- **To do**: Below are records to be output exactly, every one of them.

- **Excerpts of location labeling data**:
━━━━━━━━━━
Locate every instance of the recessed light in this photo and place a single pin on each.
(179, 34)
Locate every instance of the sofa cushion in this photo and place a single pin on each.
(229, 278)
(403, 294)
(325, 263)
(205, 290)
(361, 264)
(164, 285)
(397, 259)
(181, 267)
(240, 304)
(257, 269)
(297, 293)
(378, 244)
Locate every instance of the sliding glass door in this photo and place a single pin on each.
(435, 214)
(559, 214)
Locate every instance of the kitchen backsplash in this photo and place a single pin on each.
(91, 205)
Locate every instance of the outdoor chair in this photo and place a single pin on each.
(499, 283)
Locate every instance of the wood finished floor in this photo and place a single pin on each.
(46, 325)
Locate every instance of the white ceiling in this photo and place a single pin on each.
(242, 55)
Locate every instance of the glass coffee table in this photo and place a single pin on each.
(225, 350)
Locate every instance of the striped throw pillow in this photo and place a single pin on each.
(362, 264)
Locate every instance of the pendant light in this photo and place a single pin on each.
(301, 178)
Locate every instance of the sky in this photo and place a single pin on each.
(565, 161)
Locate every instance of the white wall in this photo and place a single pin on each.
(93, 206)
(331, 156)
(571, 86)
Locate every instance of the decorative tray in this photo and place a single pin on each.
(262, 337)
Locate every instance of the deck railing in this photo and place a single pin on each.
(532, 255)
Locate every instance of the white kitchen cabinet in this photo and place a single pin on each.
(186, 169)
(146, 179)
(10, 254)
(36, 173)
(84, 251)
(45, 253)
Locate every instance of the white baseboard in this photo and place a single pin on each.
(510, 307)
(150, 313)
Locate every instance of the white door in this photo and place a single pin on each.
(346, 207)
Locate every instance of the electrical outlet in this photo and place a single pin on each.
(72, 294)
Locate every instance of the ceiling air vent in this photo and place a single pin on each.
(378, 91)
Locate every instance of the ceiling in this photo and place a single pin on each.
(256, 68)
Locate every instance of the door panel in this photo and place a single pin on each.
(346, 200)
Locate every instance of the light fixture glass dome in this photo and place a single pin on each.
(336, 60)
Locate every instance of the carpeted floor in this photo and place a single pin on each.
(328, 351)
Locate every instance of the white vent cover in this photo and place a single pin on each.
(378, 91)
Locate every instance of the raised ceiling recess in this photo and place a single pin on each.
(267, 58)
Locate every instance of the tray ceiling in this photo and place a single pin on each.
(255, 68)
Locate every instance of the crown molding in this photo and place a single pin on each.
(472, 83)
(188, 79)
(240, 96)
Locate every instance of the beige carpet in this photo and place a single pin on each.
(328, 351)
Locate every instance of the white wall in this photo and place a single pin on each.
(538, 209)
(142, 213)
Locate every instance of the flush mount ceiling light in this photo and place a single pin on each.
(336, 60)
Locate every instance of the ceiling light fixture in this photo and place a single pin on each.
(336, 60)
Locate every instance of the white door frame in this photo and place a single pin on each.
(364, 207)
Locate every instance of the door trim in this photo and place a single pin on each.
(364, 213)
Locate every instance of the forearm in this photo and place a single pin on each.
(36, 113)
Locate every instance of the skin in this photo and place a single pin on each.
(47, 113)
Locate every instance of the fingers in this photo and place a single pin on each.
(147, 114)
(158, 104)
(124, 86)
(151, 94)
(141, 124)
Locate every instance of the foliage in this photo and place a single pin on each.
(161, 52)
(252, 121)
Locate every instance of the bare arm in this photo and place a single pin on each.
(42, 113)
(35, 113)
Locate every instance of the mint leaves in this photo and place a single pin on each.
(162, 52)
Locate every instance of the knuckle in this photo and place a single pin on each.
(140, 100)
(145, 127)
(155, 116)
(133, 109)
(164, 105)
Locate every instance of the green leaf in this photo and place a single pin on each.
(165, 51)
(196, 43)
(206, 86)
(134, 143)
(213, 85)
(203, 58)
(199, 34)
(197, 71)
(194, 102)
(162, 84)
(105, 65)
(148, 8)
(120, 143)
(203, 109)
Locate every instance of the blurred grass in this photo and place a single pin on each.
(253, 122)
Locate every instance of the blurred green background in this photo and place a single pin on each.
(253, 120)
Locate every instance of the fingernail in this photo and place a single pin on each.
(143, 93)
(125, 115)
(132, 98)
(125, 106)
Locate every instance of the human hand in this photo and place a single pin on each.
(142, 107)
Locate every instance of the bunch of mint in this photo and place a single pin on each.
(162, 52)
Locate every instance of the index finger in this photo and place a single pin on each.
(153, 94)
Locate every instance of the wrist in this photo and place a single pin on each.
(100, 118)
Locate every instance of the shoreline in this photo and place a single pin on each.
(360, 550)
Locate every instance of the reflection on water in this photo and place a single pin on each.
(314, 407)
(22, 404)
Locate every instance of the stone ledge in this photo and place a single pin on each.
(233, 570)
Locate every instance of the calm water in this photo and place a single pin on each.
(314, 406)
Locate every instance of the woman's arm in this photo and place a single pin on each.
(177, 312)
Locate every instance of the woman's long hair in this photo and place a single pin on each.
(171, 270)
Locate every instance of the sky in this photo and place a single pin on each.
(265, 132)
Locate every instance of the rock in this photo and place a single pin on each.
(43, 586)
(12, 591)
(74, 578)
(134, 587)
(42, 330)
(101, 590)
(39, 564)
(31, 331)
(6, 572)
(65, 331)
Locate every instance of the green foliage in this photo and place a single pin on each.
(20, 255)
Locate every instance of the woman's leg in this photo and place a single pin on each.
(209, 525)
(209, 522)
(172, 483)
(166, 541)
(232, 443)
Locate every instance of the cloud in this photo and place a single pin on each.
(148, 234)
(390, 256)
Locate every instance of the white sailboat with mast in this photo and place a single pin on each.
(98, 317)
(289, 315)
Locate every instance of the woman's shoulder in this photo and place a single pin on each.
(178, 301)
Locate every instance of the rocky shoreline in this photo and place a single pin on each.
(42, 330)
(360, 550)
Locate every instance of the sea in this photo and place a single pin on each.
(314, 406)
━━━━━━━━━━
- **Solution below**:
Locate every instance of the recessed light in this photo and place a single pin on each.
(179, 34)
Locate every instance of the sofa cushion in this photo and place a single pin on each.
(229, 278)
(403, 294)
(325, 263)
(205, 290)
(361, 264)
(164, 285)
(397, 259)
(181, 267)
(240, 304)
(257, 269)
(297, 293)
(378, 244)
Locate every instance of the sliding glass door in this photo and place a single pin on each.
(435, 214)
(559, 214)
Locate every instance of the kitchen backsplash in this photo and place a single pin on each.
(91, 205)
Locate every instance of the outdoor chair in this photo and place a single pin on each.
(499, 283)
Locate every instance of the wood finished floor in this photo and place a single pin on each.
(46, 325)
Locate every instance of the white ceiling in this photo and place a single pin on each.
(242, 55)
Locate every instance of the glass coffee table in this photo and place a single pin on each.
(225, 350)
Locate every instance of the striped throw pillow in this photo and place a single pin on each.
(362, 264)
Locate every instance of the pendant light in this photo and place a single pin on each.
(301, 178)
Locate every instance of the sky in this photo and place a single pin on each.
(565, 161)
Locate every instance of the white wall in this photo and place a single pin on each.
(93, 206)
(331, 156)
(571, 86)
Locate every instance of the decorative tray in this photo and place a single pin on each.
(262, 337)
Locate every instance of the deck railing in this photo and place a single pin on each.
(532, 255)
Locate every instance of the white kitchen cabinet in this photo and place a single pin on each.
(186, 169)
(146, 179)
(10, 254)
(36, 173)
(84, 251)
(45, 253)
Locate every instance of the white baseboard in this photo and place a single pin on each.
(510, 307)
(150, 313)
Locate every instance of the white door in this photo and place a single pin on each.
(346, 207)
Locate every instance of the electrical outlet in this photo and place a single pin on each.
(72, 294)
Locate every instance of the ceiling air vent in this photo and place a single pin on each.
(378, 91)
Locate every instance of the ceiling in this photo and place a single pin on each.
(256, 68)
Locate every instance of the door panel in this photo and place a single pin on each.
(346, 200)
Locate every instance of the light fixture glass dome in this photo and place a single pin on each.
(336, 60)
Locate every instance of the carpeted floor in this photo and place a single pin on each.
(328, 351)
Locate every instance of the white vent cover in this photo and place a single pin on each.
(378, 91)
Locate every instance of the raised ceiling recess in this photo and place a single pin on each.
(267, 58)
Locate every instance of the tray ceiling in this photo and place a single pin on each.
(255, 68)
Locate every instance of the crown molding in this photo and place a single pin on each.
(472, 83)
(188, 79)
(240, 96)
Locate every instance of the beige carpet in this photo and place a single pin on each.
(328, 351)
Locate every instance of the white wall in this photo and place a single pin on each.
(538, 209)
(142, 213)
Locate every instance of the flush mount ceiling light in this photo and place a single pin on each.
(336, 60)
Locate every instance of the ceiling light fixture in this photo and place a single pin on each.
(336, 60)
Locate every instance of the white door frame in this photo and place a single pin on each.
(364, 207)
Locate every instance of the door trim in this photo and place a single pin on each.
(364, 213)
Locate every instance of the forearm in this photo and place a single pin on each.
(36, 113)
Locate every instance of the skin in this photo and place a single pin on each.
(47, 113)
Locate every instance of the fingers in this photo and place a single pin on each.
(147, 114)
(158, 104)
(124, 86)
(151, 94)
(141, 124)
Locate every instance of the foliage in this photo and place a single pin on each.
(161, 52)
(252, 121)
Locate every instance of the bare arm in this photo and place a single pin on each.
(42, 113)
(35, 113)
Locate every instance of the mint leaves in this photo and place a single pin on each.
(162, 52)
Locate every instance of the knuckle in this photo and place a single pin on each.
(140, 100)
(145, 127)
(155, 116)
(133, 109)
(164, 105)
Locate every instance of the green leaf in this photo and place a single pin on each.
(165, 51)
(196, 43)
(206, 86)
(134, 143)
(213, 85)
(203, 58)
(199, 34)
(197, 71)
(194, 102)
(162, 84)
(105, 65)
(148, 8)
(120, 143)
(203, 109)
Locate every instance of the blurred grass in this photo and place a single pin on each.
(253, 122)
Locate every instance of the blurred green background in this photo and place a single pin on each.
(253, 120)
Locate every instance of the fingernail in this photo and place a single pin on each.
(143, 93)
(125, 115)
(132, 98)
(125, 106)
Locate every instance of the human hand in this photo and place a single pin on each.
(142, 107)
Locate every instance of the bunch of mint in this photo and place a single pin on each.
(162, 52)
Locate every instance of the index finger in this photo and place a single pin on each.
(153, 94)
Locate every instance of the wrist in this photo and place a single pin on each.
(100, 118)
Locate every instance of the shoreline in this photo and place a single pin on each.
(360, 550)
Locate every instance of the reflection on water in this photo and place a single pin on each.
(314, 407)
(22, 404)
Locate every instance of the stone ledge in this photo and place a single pin on each.
(233, 570)
Locate every instance of the calm water in this photo and place a single pin on each.
(314, 406)
Locate every instance of the woman's arm in this photo and place a single pin on each.
(177, 312)
Locate every instance of the woman's long hair in this photo and place a single pin on each.
(171, 270)
Locate every instance of the sky in this photo and place a single pin on each.
(265, 132)
Locate every instance of the rock in this photo and place a single pin on each.
(43, 586)
(12, 591)
(74, 578)
(134, 587)
(42, 330)
(101, 590)
(39, 564)
(31, 331)
(6, 572)
(65, 331)
Locate every instance of the green foliage in this photo and place a single pin on each.
(20, 255)
Locate every instance of the woman's leg in this photo and place a single pin on each.
(209, 525)
(209, 522)
(172, 483)
(166, 541)
(232, 443)
Locate every instance of the cloud in this photo and place a single pin on each.
(148, 234)
(390, 256)
Locate every instance of the white sailboat with mast in this photo and place a single pin on each.
(98, 317)
(289, 315)
Locate every instance of the woman's shoulder in this photo and place a single pin on each.
(178, 301)
Locate every instance of the rocky shoreline in this photo and place a single pin on each.
(42, 330)
(360, 550)
Locate every instance of the sea in this photo and place a single pin on each.
(314, 406)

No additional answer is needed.